**参考記事**
══════════

南極250キロ 7日で走破に挑戦 倉敷の貝畑さん レース「笑顔で」

仲間からの寄せ書きを眺める貝畑さん

 市民ランナーの貝畑和子さん(69)=倉敷市=が、南極約250キロを7日間かけて走破するレース「ラストデザート」に初めて挑戦する。25日のスタートに向け13日には岡山を出発する予定。調整に励んできた貝畑さんは「ペンギンのいる風景を楽しみながら、笑顔で走りたい」と意気込む。

 レースは、民間団体「レーシング・ザ・プラネット」が世界各国で主催する大会の最難関コース。モンゴル・ゴビ砂漠、チリ・アタカマ砂漠、ナミビア・ナミブ砂漠のうち2カ所以上を完走した人が参加できる。貝畑さんは2006年に「ゴビ」の女性の部、19年に「ナミブ」の60代女性の部でそれぞれ優勝し出場資格を得た。

 気温マイナス20度という極寒の中、防水性の高いパーカーなどを重ね着し、防水シューズで雪や氷の上を1日平均30~50キロ走り、7日間の合計タイムと距離で競う。25日から12月1日まで行われ、食事は保温ポットとフリーズドライ食品を持参し自分で用意する。船で寝泊まりするが1泊はテントを使うため、防寒具が欠かせない。

 約20カ国・地域から42人が出場する予定。日本からは6人で、県内では貝畑さんのみという。レースに備え、鬼ノ城(総社市)でのトレイルランニング、06年に自身が設立した視覚障害者と伴走者でつくるランニングクラブ「ももたろうパートナーズ」の活動で体作りをしている。

 ランニング仲間からもらった寄せ書きとともに13日、岡山を出発。羽田空港経由でアルゼンチン入りし、同国最南端の港町から民間客船で南極を目指す。

 マラソンを始めたきっかけは、1983年に6歳の次男を白血病で亡くしたこと。心配した友人の誘いで翌年に走り始めた。90年からは、42.195キロを超える距離の「ウルトラマラソン」に取り組むようになった。

 2008年に大腸がんと診断されるも、抗がん剤治療をしながら走り続けた。世界で開かれる数千キロから1万キロに及ぶ長距離レースに挑み、これまでにシベリア大陸や北米大陸の横断を達成している。

 貝畑さんは「自分がどこまでできるんだろうという気持ち。人間の力を超えた大自然を走るのが待ち遠しい」と張り切っている。

══════════

**分析用データ**

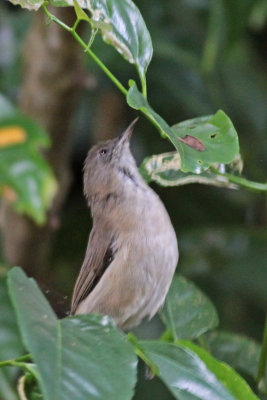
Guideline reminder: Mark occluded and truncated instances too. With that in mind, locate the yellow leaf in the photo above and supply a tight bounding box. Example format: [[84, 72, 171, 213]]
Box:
[[0, 126, 27, 147], [2, 185, 17, 203]]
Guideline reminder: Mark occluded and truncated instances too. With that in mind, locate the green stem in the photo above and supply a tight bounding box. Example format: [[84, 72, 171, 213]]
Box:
[[138, 68, 147, 99], [257, 315, 267, 391], [42, 5, 127, 96], [201, 0, 223, 74], [127, 332, 159, 376], [159, 329, 174, 342], [71, 18, 81, 31], [0, 354, 31, 368], [214, 168, 267, 192]]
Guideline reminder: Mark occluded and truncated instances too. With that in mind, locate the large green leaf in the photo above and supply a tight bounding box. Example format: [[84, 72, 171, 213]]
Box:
[[70, 0, 153, 80], [9, 0, 44, 11], [127, 83, 239, 174], [9, 268, 137, 400], [139, 151, 242, 189], [7, 0, 153, 86], [140, 341, 258, 400], [0, 113, 56, 223], [204, 331, 267, 383], [0, 94, 15, 119], [0, 279, 23, 400], [160, 276, 218, 339], [172, 110, 239, 172]]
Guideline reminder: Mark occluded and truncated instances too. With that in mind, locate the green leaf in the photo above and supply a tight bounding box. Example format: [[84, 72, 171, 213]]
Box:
[[51, 0, 153, 86], [0, 94, 15, 119], [0, 279, 24, 400], [127, 82, 239, 174], [0, 113, 56, 223], [160, 275, 218, 339], [180, 341, 258, 400], [172, 110, 239, 173], [139, 151, 242, 189], [140, 341, 258, 400], [9, 0, 45, 11], [204, 331, 267, 382], [8, 268, 137, 400], [73, 0, 91, 23]]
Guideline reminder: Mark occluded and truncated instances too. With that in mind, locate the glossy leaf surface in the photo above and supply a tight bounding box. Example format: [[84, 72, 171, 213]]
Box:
[[9, 268, 137, 400], [204, 331, 267, 383], [140, 341, 258, 400], [0, 113, 56, 223], [172, 110, 239, 173], [160, 275, 218, 339], [139, 151, 242, 189]]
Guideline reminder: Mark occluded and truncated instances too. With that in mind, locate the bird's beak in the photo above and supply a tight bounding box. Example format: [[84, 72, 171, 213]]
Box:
[[118, 118, 139, 147]]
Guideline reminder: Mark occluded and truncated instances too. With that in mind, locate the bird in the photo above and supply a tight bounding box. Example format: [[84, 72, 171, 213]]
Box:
[[70, 118, 179, 331]]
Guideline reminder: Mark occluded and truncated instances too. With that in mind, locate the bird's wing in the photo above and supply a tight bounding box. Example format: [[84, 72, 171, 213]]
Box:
[[71, 228, 117, 314]]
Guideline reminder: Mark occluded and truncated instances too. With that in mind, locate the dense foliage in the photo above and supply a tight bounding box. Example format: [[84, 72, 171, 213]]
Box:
[[0, 0, 267, 400]]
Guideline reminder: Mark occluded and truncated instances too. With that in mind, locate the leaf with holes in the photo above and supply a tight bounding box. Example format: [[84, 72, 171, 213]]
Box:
[[139, 151, 243, 189], [172, 110, 239, 173], [51, 0, 153, 86], [160, 275, 218, 339], [8, 268, 137, 400], [204, 331, 267, 387], [9, 0, 45, 11]]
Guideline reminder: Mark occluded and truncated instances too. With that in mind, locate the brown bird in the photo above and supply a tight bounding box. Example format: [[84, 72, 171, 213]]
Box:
[[71, 119, 178, 330]]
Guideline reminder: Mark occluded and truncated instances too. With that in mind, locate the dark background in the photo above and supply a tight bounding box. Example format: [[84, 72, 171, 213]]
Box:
[[0, 0, 267, 399]]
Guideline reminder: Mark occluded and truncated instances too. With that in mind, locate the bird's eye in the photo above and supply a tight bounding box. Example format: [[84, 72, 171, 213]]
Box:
[[98, 149, 107, 157]]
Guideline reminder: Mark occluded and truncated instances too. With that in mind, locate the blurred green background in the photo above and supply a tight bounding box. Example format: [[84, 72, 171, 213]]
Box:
[[0, 0, 267, 399]]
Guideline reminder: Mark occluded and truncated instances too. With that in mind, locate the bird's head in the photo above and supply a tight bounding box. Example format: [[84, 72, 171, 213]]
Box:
[[84, 118, 139, 201]]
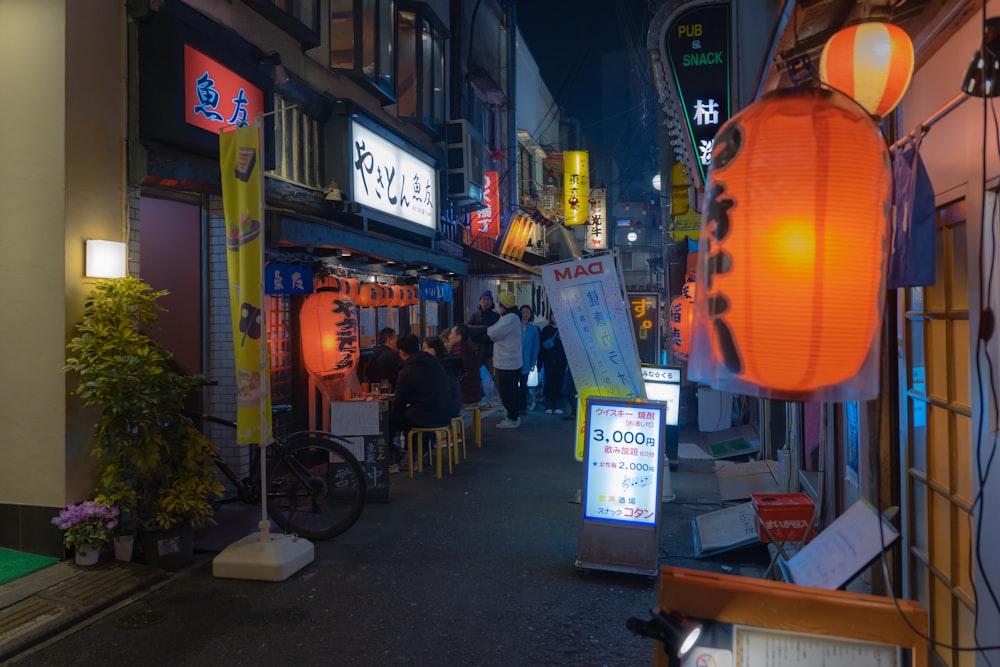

══════════

**課題一覧**
[1] 参考記事のうち「約20カ国・地域から42人が」から「から民間客船で南極を目指す。」までを、両端の語句も含めて一字一句変えずに出力せよ。
[2] 参考記事に基づき、次の問いに答えよ。
(a) 貝畑さんが岡山を出発する予定の日は何日か。
(b) レースには何人が出場する予定か。
(c) 貝畑さんが大腸がんと診断されたのは何年か。

**問題の解答**
[1]
約20カ国・地域から42人が出場する予定。日本からは6人で、県内では貝畑さんのみという。レースに備え、鬼ノ城(総社市)でのトレイルランニング、06年に自身が設立した視覚障害者と伴走者でつくるランニングクラブ「ももたろうパートナーズ」の活動で体作りをしている。

 ランニング仲間からもらった寄せ書きとともに13日、岡山を出発。羽田空港経由でアルゼンチン入りし、同国最南端の港町から民間客船で南極を目指す。

[2]
(a) 13日
(b) 42人
(c) 2008年